[Stored data entries]
☆ ☆ ☆ ☆
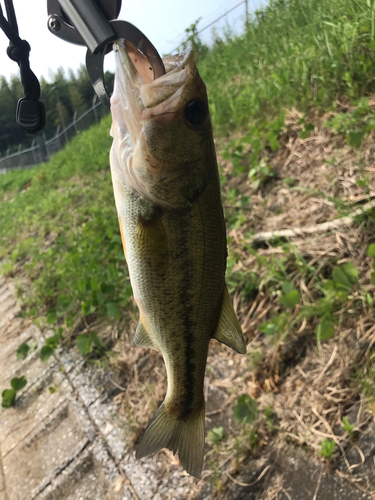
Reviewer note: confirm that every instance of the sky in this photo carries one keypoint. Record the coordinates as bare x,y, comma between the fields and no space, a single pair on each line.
162,21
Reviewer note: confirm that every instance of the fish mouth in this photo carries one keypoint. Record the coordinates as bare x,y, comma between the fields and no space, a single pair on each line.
137,96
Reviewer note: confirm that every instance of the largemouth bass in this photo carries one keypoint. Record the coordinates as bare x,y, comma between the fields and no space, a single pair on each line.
167,193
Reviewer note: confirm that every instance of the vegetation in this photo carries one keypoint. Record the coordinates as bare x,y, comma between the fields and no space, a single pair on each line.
294,125
62,97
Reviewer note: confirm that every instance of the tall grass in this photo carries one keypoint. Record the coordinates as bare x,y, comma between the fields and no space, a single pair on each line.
299,53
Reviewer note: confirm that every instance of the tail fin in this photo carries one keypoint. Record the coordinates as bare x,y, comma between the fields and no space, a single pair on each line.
184,437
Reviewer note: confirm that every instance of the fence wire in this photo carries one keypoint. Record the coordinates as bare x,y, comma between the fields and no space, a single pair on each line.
42,149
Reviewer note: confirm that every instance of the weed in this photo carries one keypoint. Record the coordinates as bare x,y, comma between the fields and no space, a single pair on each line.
216,435
9,395
348,427
245,410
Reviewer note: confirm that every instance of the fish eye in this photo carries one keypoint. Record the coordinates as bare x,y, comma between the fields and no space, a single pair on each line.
196,112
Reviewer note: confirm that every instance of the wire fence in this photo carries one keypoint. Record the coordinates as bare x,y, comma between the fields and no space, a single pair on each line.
42,148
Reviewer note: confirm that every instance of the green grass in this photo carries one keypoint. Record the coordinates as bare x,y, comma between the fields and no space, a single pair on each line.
300,53
62,232
59,231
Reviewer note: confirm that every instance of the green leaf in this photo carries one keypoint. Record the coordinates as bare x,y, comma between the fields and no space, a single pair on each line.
51,316
83,344
8,396
268,328
216,434
371,250
325,329
287,287
291,299
97,341
347,426
245,410
327,448
63,301
46,352
345,275
23,351
68,322
86,307
94,284
105,288
18,383
113,310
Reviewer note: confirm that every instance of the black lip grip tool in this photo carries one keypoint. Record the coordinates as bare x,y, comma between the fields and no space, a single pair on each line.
94,23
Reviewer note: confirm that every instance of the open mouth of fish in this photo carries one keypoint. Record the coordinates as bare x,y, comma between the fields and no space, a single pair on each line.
160,127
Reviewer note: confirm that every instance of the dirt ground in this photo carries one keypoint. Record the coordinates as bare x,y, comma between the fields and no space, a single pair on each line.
307,389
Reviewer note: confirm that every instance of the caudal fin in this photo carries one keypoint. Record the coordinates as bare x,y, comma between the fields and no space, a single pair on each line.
184,437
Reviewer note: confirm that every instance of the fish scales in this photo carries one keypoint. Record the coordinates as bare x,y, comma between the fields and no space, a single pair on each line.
167,193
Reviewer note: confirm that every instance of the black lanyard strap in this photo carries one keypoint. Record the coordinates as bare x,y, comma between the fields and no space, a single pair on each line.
30,113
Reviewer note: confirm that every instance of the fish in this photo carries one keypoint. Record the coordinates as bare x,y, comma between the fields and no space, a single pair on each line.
167,193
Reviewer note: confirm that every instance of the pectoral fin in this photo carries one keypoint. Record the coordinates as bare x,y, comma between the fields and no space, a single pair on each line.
142,338
228,330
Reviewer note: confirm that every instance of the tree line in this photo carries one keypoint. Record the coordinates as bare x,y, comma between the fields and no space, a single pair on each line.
67,93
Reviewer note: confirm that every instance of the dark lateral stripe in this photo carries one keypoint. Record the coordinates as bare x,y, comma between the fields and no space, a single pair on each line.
185,288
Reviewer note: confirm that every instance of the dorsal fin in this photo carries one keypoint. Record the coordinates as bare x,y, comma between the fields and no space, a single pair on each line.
228,330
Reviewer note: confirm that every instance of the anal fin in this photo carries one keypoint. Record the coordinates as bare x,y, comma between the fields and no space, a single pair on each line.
142,338
228,330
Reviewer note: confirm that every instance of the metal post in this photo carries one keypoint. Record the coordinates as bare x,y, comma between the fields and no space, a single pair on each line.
94,109
45,147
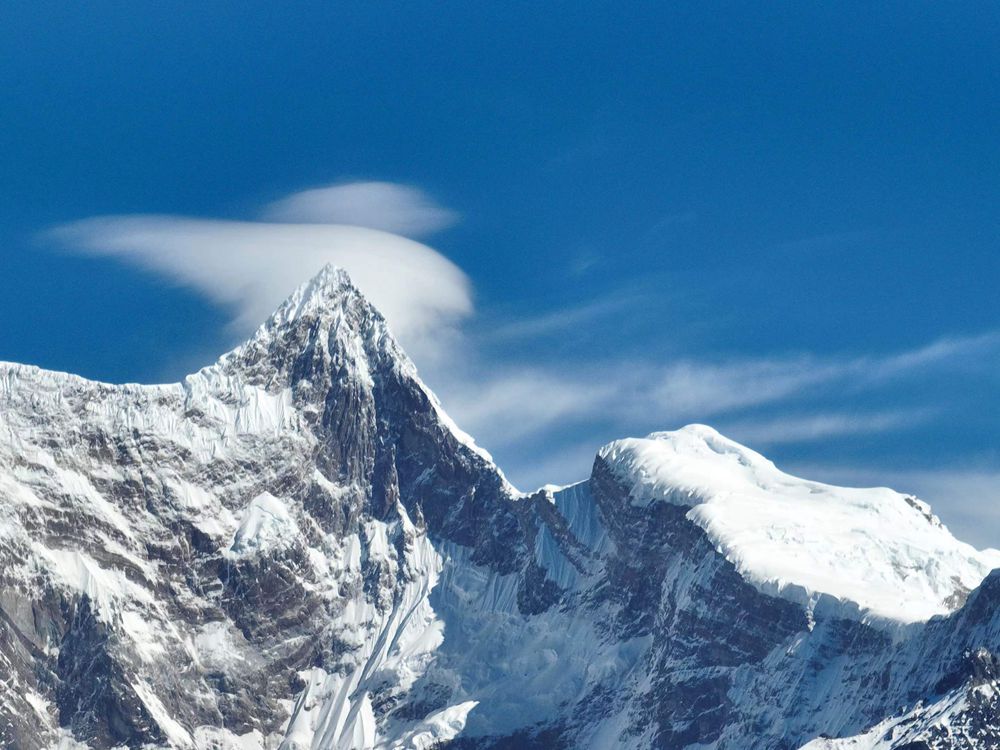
☆ ☆ ☆ ☆
_Work required_
In the answer, the data should reappear exactly, with no pictures.

_Task result_
Reviewer note: confirm that every instance of the sky in this photo carries one keypoint. Record the coordinates as bare x,y, comma between the fields and no space, a single pair on each line.
162,21
Reviewer note: confirm that every instance of the fish mouth in this photo carries one keypoint. Record the coordinates as bare x,y, comma between the fields and no space, a single pair on each line.
137,96
Reviewer note: confirm that every instance of the largemouth bass in this photo carries one keypoint. Record the coordinates as bare x,y, comma between the fields and no space, a single pair on each line.
167,193
Reviewer note: confirm that every instance of the vegetation in this photo carries one keypoint. Record the coordinates as bare x,y, comma between the fields and no space, a single pair on each line.
294,125
62,97
Reviewer note: confirm that every instance of the tall grass in this photo carries one keypoint. Record the coordinates as bare x,y, comma between the fields and no space, a single pair on each line.
299,53
Reviewer note: confirm that every instance of the tail fin in this photo carries one keypoint. Record the coordinates as bare x,y, comma between the fields and no space, a single pair on each line.
184,437
Reviewer note: confirm that every instance of the fence wire in this photo carries one keypoint. Record the coordinates as bare x,y, comma between the fields and no space, a single pair on each line.
42,149
Reviewer note: confirm that every instance of the weed in this photo carries one keypoint. Record the coordinates as bare x,y, comma between the fields and no space, a single pair on each line.
216,435
9,395
348,427
245,410
Reviewer note: confirm that every instance of the fish eye in this photo carries one keypoint. Record the coordinates as bare x,y, comma between the fields and no space, a single pair on each line.
196,112
Reviewer note: confirm that every instance of the wire fence in this photo carries one keypoint. Record the coordinates as bare x,y, comma between the fields and no space, a single pair on each line.
42,148
Reviewer note: confirm that every instance of the green grass in this photo carries one keypoint. Record the coordinates as bare x,y, comma between the fields and no space, a single pair on each line.
300,53
62,232
59,231
Reviewer note: confirm that every instance of the green leaf in this photo carries one keypoint. Record the coordinates as bare x,y, comma between the fields and no space, a single pair on each line.
51,316
83,344
8,396
268,328
216,434
371,250
325,329
287,287
291,299
97,341
347,426
245,410
327,448
63,301
46,352
345,275
23,351
68,322
86,307
94,284
105,288
18,383
113,310
Reviewer note: confirm that every instance of the black lip grip tool in this photo carries one keypoint. Record the coordinates as bare x,y, comma between the fields and no space, a single pair on each line.
94,23
Reviewer note: confirm that every instance of the open mouth of fish in this photo carries one keypoint. Record the coordinates as bare x,y, comma between the fields and no space, a single pair on each line.
160,127
Reviewer note: confirm that every instance of the dirt ground in this photo carries one keypoint. Record the coordinates as bare x,y, comma between the fields and no space, a single pair on each line.
307,389
Reviewer note: confirm that every instance of the caudal fin in this photo carries one keypoint. Record the coordinates as bare x,y, comma between the fields and no space, a single pair on each line.
184,437
Reviewer note: confirm that every instance of the fish scales in this photo carries one keypoint. Record the coordinates as bare x,y, comma between the fields and no space, a single pair on each line.
167,193
Reviewer note: confirm that every instance of the black lanyard strap in this photo carries one keypoint. Record the coordinates as bare x,y, comma between the fields and no space, a single pair on each line.
30,113
Reviewer note: confirm that every instance of the fish in this photo carries one keypoint. Record the coordinates as bare x,y, comma between the fields and no space, a single pair on each line.
167,193
Reviewer note: confirm that every instance of the pectoral fin in this photo carries one keypoint. Record the coordinates as bare x,y, comma between the fields and no space, a single pair on each line.
142,338
228,330
Reviewer note: confirm that every instance of the tree line in this photo carries one keypoint. Record the coordinates as bare x,y, comma between the fields and no space, a single pair on each line.
67,93
Reviewer note: confirm that every instance of the dark lateral stripe in this photo carries one keypoint. Record the coordinates as bare x,y, comma between the fields and no space, a single pair on each line.
185,288
Reviewer note: confirm that every instance of the dorsal fin in this photo carries one keypoint. Record the coordinates as bare x,y, comma between the fields and no space, a single pair on each line.
228,330
Reviewer note: confirm that every instance of the anal fin in this photo carries one keypoint. Record the coordinates as bare x,y, comma between the fields and no space, a single pair on each line.
142,338
228,330
Reviewer note: confirm that every instance of the metal post in this photo carries one keypoint. Record the coordinates as bare x,y, comma between the fields and no space, a single pair on each line.
94,109
45,147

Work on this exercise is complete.